GIVEN TEXT:
(begin)
Dog’s Eye View: The family that plays together stays together |

Dog’s Eye View: The family that plays together stays together

Laura Tyler/For Steamboat Today

Dog's Eye View Laura Tyler

I believe dog training or behavior modification requires total teamwork. Success does not happen without family participation. When you stop and think about it, most behavior problems begin when management and training stop. The puppy is so cute and smart that we assume she doesn't need training. As she gets older and begins to mature, however, you can reasonably compare her behavior to that of a budding teenager. By then, you are playing catch up and must fix the behavior that is broken or grown completely out of control.

Using a human comparison, there is a reason we start school with kindergarten. The foundation is being set for continuous learning. Foundation training initiates communication and sets expectations. The human expects the puppy will learn to chew on her own toys, to signal someone when she needs to go outside and to respect space. The puppy expects she will be cared for, fed and entertained. The family creates a plan for how each person can begin to teach those necessary skills.
(end)
EXERCISE INSTRUCTIONS:
**a.** According to the dog training column, when do most behavior problems begin?
**b.** Proceed with the dog training column, picking up right after its final sentence.

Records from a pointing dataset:
(begin)
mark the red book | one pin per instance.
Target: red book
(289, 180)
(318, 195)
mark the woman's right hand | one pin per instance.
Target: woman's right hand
(end)
ANSWERS PROVIDED:
**a.** Most behavior problems begin when management and training stop.

**b.**
If training doesn't begin and continue through puppyhood, when those "teenage" hormones and immature brain development take over, you are set with the task of behavior modification. The bad behavior has become a habit, and, as we all know, habits are difficult to change. Both the family and the dog have led to this gridlock. Without intervention, the relationship will fail. As I have said in previous columns, most dogs relinquished to animal shelters fall into this age category for deteriorating behavior.

As a dog trainer and behavior consultant, I see this scenario play out in many ways. I wouldn't do this work if I didn't love dogs and love people. In striving for success in each family, I am grateful for that phone call for help. More often than not, simple management strategies and remedial training will start things off on the right path again.

School is back in session, and if everyone plays a part and helps maintain the changes necessary for consistent improvement, success is bound to happen. Teamwork is the hallmark for success. Continuing education and management for your adolescent dog will help all to survive this trying time.

Training never ends. Just like those of us who keep reading and learning and experiencing life in different ways, our dogs need that continuing communication and training to keep their minds sharp and healthy.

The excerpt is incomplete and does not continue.